# Excerpt to read
_ _ _ _
Tuesday, October 20, 2009

Awesome Tiredness

I really enjoy doing the double Monday class when I can go. It's been a while since I've been able to do it. After the two classes I sleep like a rock and have a satisfying tiredness. Even today I am somewhat tired but I still have that happiness you get from a good workout.

First class at Shodokan. We warmed up a bit. We had a little extra time so I suggested to our senior student that we do some line techniques to practice ukemi and warm up more. After a few rounds Mr. Mulligan borrowed us and had us working with the new students. He had us doing shihonage omote from a hand grab. My partner for this had obviously practiced some other art at some point. I remember when I saw him last week that he was on the balls of his feet more. He also was more formal than the average student. I spoke to him after class and sure enough he has a tae kwan do background. He was practicing forward rolls on his own after class.

Another pair of beginning students were doing some ki tests. Not something I've seen done at this dojo lots but I have read about them. Not to say that ki isn't mentioned or anything, it's just that I don't ever recall seeing the ki tests being part of the class (aside from unbendable arm). One student was sitting in seiza while the other pushed. This was done after class between two of the newer students. So either one of them read about it, saw it, or has some experience with aikido in a different group.

So, while I was doing shihonage with my partner I attempted to 'teach' just by trying to do the technique correctly. He was watching so I didn't feel the need to speak. It was interesting what parts he was picking up on and what part he was missing. He made some improvement in one or two areas. He was more sticky and was getting the twisting/offbalancing better. He also started keeping his hands in front of his center as he stepped in. He was still missing other things. I tried to stress these once or twice but he wasn't getting it... so I went back to just doing a clean version of the technique. He'll learn eventually. No need to get it 100% right in one class. If you give a new person too many things to think about at once it isn't necessarily a help.
_ _ _ _
Repeat word for word the stretch of the aikido class post from "Awesome Tiredness" through "a good workout.". The data that comes next isn't needed.

# Record excerpts
_ _ _ _
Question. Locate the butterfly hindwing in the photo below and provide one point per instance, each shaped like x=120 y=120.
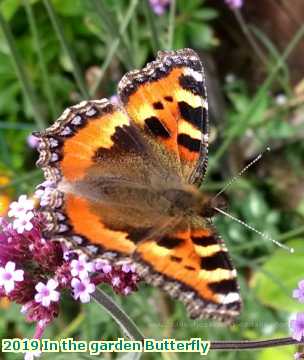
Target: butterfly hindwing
x=167 y=100
x=193 y=266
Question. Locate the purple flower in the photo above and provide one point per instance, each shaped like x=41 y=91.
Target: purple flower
x=32 y=141
x=46 y=293
x=9 y=275
x=234 y=4
x=297 y=327
x=48 y=266
x=102 y=265
x=298 y=356
x=81 y=267
x=299 y=292
x=23 y=222
x=82 y=289
x=114 y=99
x=159 y=6
x=20 y=207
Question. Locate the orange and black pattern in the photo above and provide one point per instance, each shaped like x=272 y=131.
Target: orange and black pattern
x=125 y=177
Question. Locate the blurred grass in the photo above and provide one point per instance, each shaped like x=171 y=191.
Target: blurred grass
x=47 y=51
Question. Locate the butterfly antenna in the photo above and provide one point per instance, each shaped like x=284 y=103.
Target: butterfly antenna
x=263 y=235
x=230 y=182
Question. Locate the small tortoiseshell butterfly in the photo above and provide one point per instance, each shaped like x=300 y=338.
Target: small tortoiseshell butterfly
x=126 y=184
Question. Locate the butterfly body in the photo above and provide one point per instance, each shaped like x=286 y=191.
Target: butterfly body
x=125 y=184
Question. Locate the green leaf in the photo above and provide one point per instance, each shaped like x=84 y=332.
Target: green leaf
x=281 y=353
x=279 y=276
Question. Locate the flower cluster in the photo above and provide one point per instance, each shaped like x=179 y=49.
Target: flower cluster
x=34 y=271
x=297 y=324
x=234 y=4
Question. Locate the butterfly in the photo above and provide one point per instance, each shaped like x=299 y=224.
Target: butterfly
x=125 y=184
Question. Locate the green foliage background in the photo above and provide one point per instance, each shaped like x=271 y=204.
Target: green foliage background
x=56 y=53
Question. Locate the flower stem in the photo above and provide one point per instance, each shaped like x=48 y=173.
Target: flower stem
x=252 y=345
x=132 y=331
x=121 y=318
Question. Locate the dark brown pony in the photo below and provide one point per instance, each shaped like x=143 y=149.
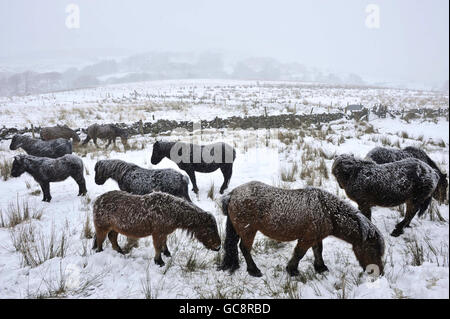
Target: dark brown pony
x=106 y=132
x=382 y=155
x=157 y=214
x=306 y=215
x=54 y=132
x=369 y=184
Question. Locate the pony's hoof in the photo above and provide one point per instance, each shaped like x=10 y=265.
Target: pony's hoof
x=292 y=272
x=160 y=262
x=396 y=232
x=320 y=268
x=254 y=272
x=228 y=266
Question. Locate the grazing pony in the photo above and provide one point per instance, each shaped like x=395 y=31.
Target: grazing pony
x=382 y=155
x=409 y=181
x=140 y=181
x=157 y=214
x=307 y=215
x=197 y=158
x=36 y=147
x=106 y=132
x=45 y=170
x=52 y=133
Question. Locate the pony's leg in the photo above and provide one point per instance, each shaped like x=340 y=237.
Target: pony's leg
x=411 y=210
x=46 y=191
x=94 y=245
x=319 y=265
x=165 y=250
x=191 y=174
x=99 y=237
x=366 y=211
x=299 y=251
x=112 y=235
x=81 y=184
x=86 y=140
x=246 y=246
x=227 y=171
x=131 y=243
x=231 y=259
x=158 y=243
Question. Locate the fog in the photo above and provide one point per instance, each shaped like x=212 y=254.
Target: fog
x=410 y=43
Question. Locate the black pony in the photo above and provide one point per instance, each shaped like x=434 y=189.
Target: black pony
x=45 y=170
x=197 y=158
x=409 y=181
x=383 y=155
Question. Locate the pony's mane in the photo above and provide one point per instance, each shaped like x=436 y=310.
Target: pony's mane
x=114 y=168
x=415 y=150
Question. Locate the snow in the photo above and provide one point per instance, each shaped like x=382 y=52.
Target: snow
x=110 y=275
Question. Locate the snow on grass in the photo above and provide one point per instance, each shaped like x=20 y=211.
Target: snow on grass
x=416 y=262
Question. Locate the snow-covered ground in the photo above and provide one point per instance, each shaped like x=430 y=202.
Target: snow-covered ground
x=417 y=263
x=200 y=99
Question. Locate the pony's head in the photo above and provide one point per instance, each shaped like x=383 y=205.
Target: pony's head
x=100 y=176
x=440 y=194
x=18 y=166
x=343 y=167
x=208 y=233
x=369 y=249
x=15 y=142
x=75 y=138
x=157 y=154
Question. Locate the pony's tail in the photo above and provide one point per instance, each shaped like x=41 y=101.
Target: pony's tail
x=86 y=140
x=185 y=188
x=225 y=200
x=423 y=207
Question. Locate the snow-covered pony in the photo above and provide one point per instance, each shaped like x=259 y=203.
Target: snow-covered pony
x=45 y=170
x=369 y=184
x=383 y=155
x=307 y=215
x=193 y=158
x=37 y=147
x=157 y=214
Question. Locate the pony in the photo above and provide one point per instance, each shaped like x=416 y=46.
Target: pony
x=107 y=132
x=52 y=133
x=36 y=147
x=193 y=158
x=157 y=214
x=307 y=215
x=137 y=180
x=382 y=155
x=45 y=170
x=369 y=184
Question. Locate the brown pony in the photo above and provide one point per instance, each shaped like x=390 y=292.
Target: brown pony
x=306 y=215
x=106 y=132
x=157 y=214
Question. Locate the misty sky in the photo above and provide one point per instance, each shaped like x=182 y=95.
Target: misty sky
x=412 y=42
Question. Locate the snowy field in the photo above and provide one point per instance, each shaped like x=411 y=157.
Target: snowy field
x=200 y=100
x=58 y=260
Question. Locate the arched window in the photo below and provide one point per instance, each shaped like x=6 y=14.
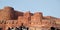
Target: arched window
x=52 y=28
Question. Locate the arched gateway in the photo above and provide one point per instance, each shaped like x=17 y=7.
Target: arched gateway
x=22 y=27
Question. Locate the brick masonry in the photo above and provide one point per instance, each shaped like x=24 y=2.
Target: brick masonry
x=34 y=21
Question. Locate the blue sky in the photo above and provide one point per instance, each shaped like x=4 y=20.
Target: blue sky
x=47 y=7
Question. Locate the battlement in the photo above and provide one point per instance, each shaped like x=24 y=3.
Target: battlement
x=35 y=21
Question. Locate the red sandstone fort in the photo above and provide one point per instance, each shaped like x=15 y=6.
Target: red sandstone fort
x=15 y=20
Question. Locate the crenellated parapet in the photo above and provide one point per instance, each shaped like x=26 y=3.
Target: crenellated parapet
x=9 y=17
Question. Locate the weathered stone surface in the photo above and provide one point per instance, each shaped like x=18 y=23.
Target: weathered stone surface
x=34 y=21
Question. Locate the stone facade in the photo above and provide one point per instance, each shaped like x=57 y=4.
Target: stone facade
x=33 y=21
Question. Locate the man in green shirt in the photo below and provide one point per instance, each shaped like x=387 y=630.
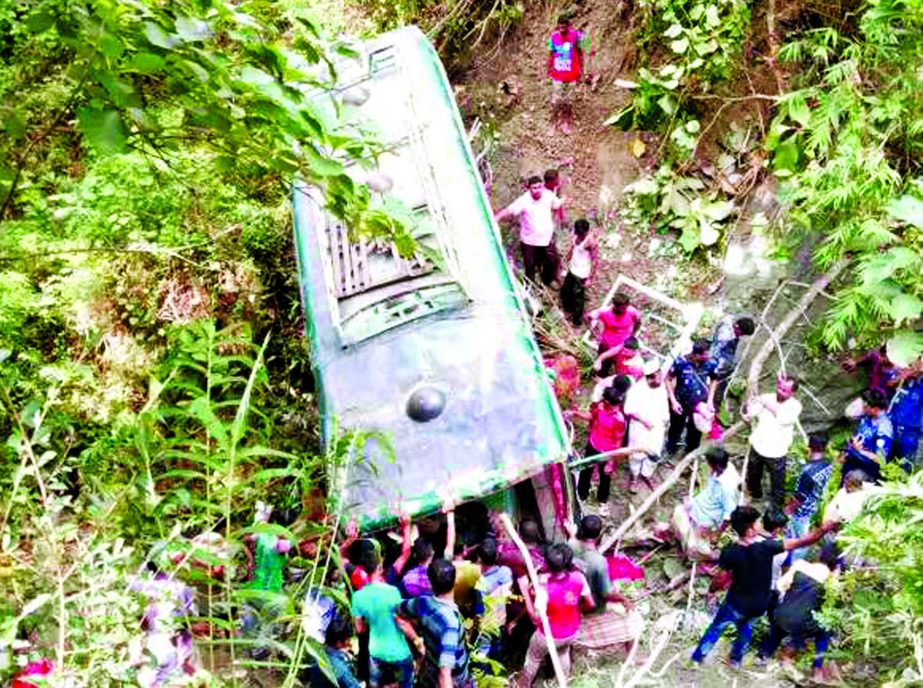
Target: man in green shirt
x=267 y=554
x=613 y=621
x=374 y=608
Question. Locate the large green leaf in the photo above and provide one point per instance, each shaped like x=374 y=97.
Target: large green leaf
x=786 y=157
x=146 y=63
x=103 y=130
x=905 y=347
x=905 y=307
x=907 y=209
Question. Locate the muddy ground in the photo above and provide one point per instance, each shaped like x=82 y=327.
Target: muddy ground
x=510 y=94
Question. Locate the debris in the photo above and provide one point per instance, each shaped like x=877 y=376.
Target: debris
x=637 y=147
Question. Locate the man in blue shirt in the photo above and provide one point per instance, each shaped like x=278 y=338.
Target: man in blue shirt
x=691 y=381
x=703 y=518
x=442 y=630
x=907 y=417
x=871 y=443
x=810 y=490
x=724 y=345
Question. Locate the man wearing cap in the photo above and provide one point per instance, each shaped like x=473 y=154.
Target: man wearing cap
x=690 y=382
x=647 y=408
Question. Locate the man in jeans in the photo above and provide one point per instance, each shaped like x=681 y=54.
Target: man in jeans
x=750 y=562
x=774 y=417
x=534 y=210
x=700 y=520
x=906 y=415
x=810 y=490
x=442 y=630
x=691 y=381
x=870 y=445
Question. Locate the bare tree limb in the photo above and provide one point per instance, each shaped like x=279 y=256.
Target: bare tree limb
x=664 y=487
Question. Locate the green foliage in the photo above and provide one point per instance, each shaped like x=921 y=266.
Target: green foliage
x=199 y=450
x=876 y=607
x=665 y=201
x=155 y=78
x=701 y=43
x=460 y=29
x=847 y=144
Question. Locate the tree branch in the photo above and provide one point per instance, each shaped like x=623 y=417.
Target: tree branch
x=818 y=286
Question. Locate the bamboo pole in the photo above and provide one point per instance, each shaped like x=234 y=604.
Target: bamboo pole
x=664 y=486
x=542 y=615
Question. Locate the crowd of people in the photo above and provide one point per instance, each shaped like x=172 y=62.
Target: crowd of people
x=446 y=598
x=643 y=410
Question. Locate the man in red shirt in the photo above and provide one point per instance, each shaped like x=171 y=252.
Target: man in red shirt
x=566 y=50
x=618 y=324
x=606 y=434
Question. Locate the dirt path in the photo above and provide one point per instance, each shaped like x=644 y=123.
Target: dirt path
x=510 y=93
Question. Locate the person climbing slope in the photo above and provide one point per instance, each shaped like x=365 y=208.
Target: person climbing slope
x=566 y=63
x=534 y=210
x=750 y=561
x=582 y=260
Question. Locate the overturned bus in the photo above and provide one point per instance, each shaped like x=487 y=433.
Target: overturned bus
x=434 y=352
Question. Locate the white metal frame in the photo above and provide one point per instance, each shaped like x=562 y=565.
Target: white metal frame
x=690 y=313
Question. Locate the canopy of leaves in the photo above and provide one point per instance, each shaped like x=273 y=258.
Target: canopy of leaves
x=847 y=146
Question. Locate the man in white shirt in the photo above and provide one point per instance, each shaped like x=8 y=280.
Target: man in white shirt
x=774 y=417
x=647 y=408
x=534 y=209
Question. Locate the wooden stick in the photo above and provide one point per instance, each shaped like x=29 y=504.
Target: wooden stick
x=663 y=487
x=542 y=615
x=818 y=286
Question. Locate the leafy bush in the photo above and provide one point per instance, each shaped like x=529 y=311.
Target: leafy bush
x=665 y=201
x=701 y=42
x=876 y=607
x=847 y=144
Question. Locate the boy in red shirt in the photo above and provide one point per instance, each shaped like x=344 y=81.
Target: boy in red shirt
x=618 y=324
x=565 y=67
x=566 y=594
x=606 y=434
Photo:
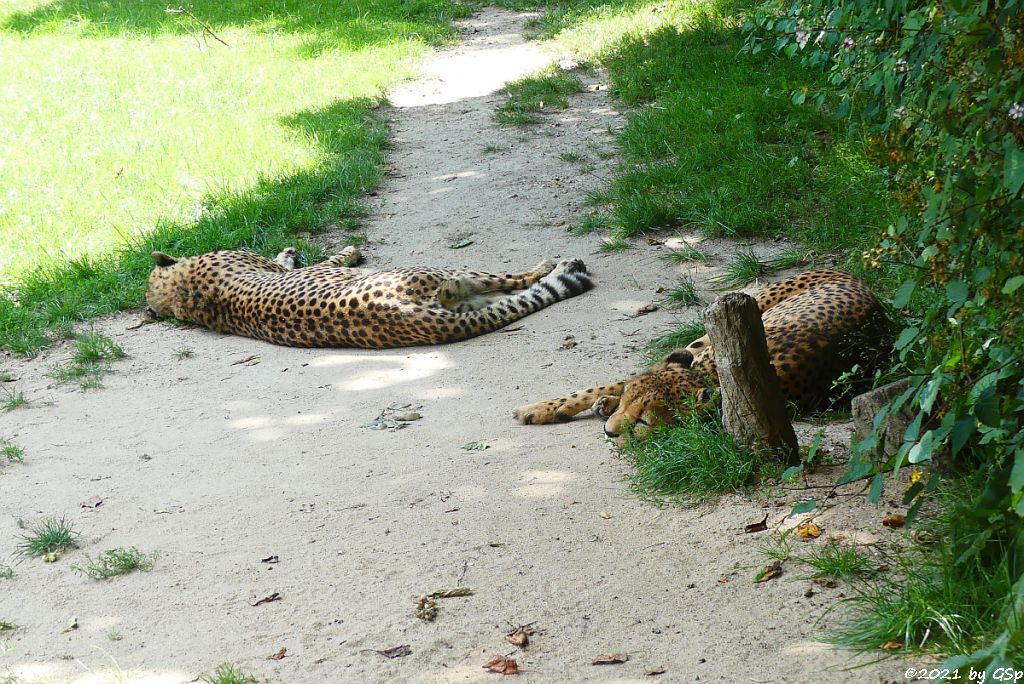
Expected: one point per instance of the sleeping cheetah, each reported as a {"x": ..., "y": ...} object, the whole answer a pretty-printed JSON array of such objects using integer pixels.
[
  {"x": 332, "y": 305},
  {"x": 818, "y": 325}
]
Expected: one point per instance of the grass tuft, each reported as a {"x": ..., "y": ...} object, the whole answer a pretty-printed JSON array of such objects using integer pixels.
[
  {"x": 51, "y": 536},
  {"x": 693, "y": 461},
  {"x": 10, "y": 452},
  {"x": 228, "y": 674},
  {"x": 744, "y": 267},
  {"x": 94, "y": 352},
  {"x": 684, "y": 294},
  {"x": 674, "y": 339},
  {"x": 535, "y": 94},
  {"x": 117, "y": 561}
]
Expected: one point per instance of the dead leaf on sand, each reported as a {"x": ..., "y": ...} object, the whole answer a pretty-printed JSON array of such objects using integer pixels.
[
  {"x": 267, "y": 599},
  {"x": 757, "y": 526},
  {"x": 503, "y": 666},
  {"x": 769, "y": 571},
  {"x": 893, "y": 520}
]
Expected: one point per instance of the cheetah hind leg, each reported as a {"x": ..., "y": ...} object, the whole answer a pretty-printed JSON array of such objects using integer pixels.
[
  {"x": 471, "y": 291},
  {"x": 603, "y": 400}
]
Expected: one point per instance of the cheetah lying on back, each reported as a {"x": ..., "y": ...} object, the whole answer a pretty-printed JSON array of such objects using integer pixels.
[
  {"x": 332, "y": 305},
  {"x": 818, "y": 325}
]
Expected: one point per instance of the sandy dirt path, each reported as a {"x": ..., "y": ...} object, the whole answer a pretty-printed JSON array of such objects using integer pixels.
[{"x": 247, "y": 452}]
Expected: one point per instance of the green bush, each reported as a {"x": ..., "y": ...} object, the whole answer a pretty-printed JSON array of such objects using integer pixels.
[{"x": 937, "y": 91}]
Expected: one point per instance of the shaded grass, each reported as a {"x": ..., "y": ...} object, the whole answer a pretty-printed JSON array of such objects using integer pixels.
[
  {"x": 50, "y": 536},
  {"x": 117, "y": 561},
  {"x": 190, "y": 145},
  {"x": 693, "y": 461},
  {"x": 529, "y": 96}
]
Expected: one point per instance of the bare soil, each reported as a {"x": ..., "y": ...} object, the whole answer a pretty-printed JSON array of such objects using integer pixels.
[{"x": 248, "y": 468}]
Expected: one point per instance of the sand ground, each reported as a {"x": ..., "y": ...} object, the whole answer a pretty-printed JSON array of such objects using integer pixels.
[{"x": 246, "y": 452}]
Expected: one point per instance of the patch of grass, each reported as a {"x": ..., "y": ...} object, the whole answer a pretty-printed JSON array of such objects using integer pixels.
[
  {"x": 192, "y": 145},
  {"x": 686, "y": 254},
  {"x": 790, "y": 258},
  {"x": 13, "y": 398},
  {"x": 744, "y": 267},
  {"x": 680, "y": 337},
  {"x": 544, "y": 92},
  {"x": 228, "y": 674},
  {"x": 614, "y": 244},
  {"x": 946, "y": 596},
  {"x": 50, "y": 536},
  {"x": 572, "y": 158},
  {"x": 117, "y": 561},
  {"x": 693, "y": 461},
  {"x": 684, "y": 294},
  {"x": 832, "y": 561},
  {"x": 94, "y": 352},
  {"x": 11, "y": 452}
]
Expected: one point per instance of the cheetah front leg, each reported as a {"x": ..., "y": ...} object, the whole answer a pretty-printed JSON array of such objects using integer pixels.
[{"x": 602, "y": 399}]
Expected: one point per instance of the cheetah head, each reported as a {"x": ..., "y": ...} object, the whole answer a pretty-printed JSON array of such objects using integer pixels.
[
  {"x": 655, "y": 397},
  {"x": 163, "y": 293}
]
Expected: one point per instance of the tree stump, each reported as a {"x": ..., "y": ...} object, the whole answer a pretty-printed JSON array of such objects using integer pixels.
[{"x": 753, "y": 410}]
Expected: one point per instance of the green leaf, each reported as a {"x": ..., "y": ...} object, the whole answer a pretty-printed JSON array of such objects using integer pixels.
[
  {"x": 791, "y": 473},
  {"x": 1013, "y": 167},
  {"x": 902, "y": 296},
  {"x": 875, "y": 496},
  {"x": 806, "y": 507},
  {"x": 1013, "y": 285}
]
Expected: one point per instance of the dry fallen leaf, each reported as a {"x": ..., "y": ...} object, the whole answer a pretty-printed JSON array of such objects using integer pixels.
[
  {"x": 757, "y": 526},
  {"x": 267, "y": 599},
  {"x": 769, "y": 571},
  {"x": 396, "y": 651},
  {"x": 518, "y": 637},
  {"x": 503, "y": 666},
  {"x": 808, "y": 530},
  {"x": 893, "y": 520}
]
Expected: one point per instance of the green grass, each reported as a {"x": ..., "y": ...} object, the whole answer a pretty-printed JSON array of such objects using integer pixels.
[
  {"x": 117, "y": 561},
  {"x": 228, "y": 674},
  {"x": 952, "y": 595},
  {"x": 680, "y": 337},
  {"x": 92, "y": 358},
  {"x": 529, "y": 96},
  {"x": 693, "y": 461},
  {"x": 832, "y": 561},
  {"x": 12, "y": 398},
  {"x": 684, "y": 294},
  {"x": 686, "y": 254},
  {"x": 51, "y": 536},
  {"x": 744, "y": 267},
  {"x": 190, "y": 145},
  {"x": 10, "y": 452},
  {"x": 717, "y": 142}
]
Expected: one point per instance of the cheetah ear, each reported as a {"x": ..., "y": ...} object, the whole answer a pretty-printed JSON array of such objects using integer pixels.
[
  {"x": 680, "y": 357},
  {"x": 164, "y": 260}
]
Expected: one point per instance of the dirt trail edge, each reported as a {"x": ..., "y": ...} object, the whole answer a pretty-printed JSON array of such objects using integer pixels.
[{"x": 251, "y": 470}]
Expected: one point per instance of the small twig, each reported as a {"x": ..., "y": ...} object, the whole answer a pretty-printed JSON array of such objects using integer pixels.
[{"x": 206, "y": 27}]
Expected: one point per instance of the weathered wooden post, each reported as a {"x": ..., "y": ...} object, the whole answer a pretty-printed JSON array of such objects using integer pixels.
[{"x": 753, "y": 410}]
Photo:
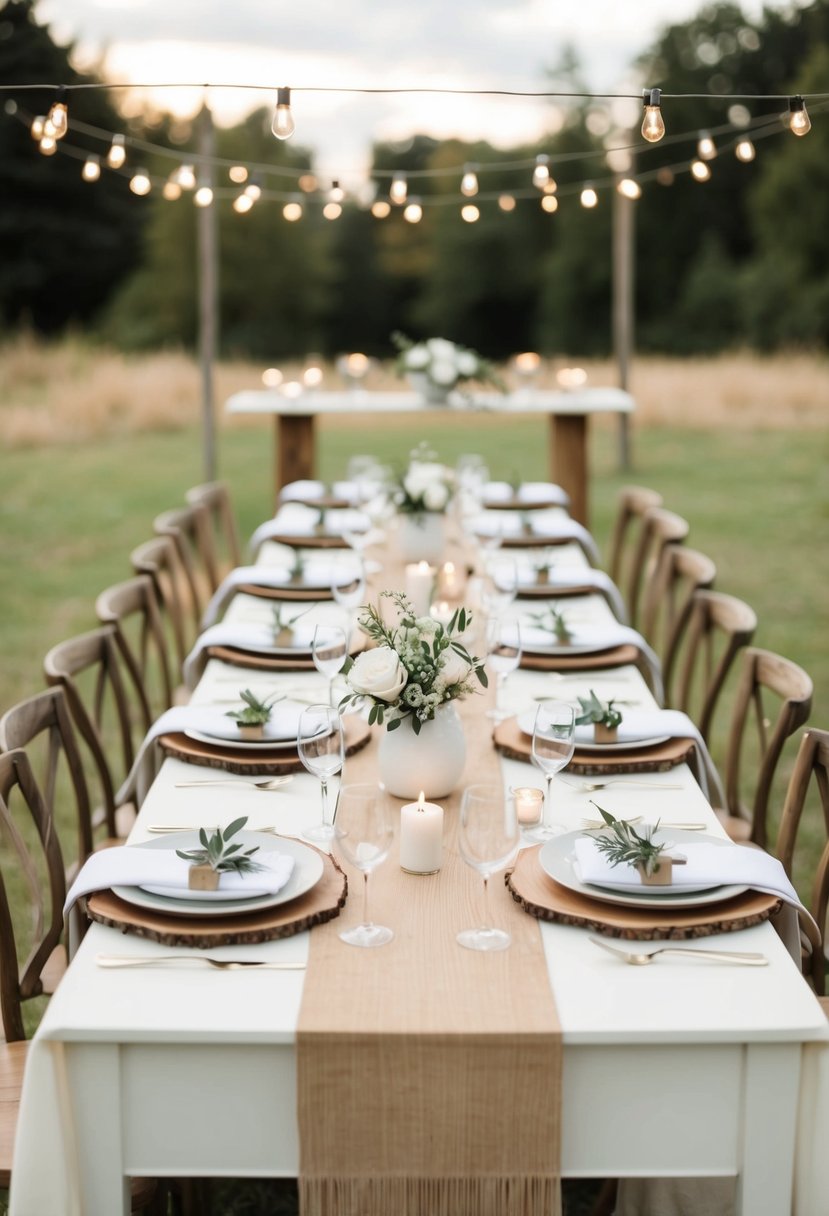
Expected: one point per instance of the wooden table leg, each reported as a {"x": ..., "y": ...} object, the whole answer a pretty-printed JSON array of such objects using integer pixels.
[
  {"x": 568, "y": 460},
  {"x": 294, "y": 457}
]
_ _ _ _
# Result
Awesome Tiredness

I really enjoy doing the double Monday class when I can go. It's been a while since I've been able to do it. After the two classes I sleep like a rock and have a satisfying tiredness. Even today I am somewhat tired but I still have that happiness you get from a good workout.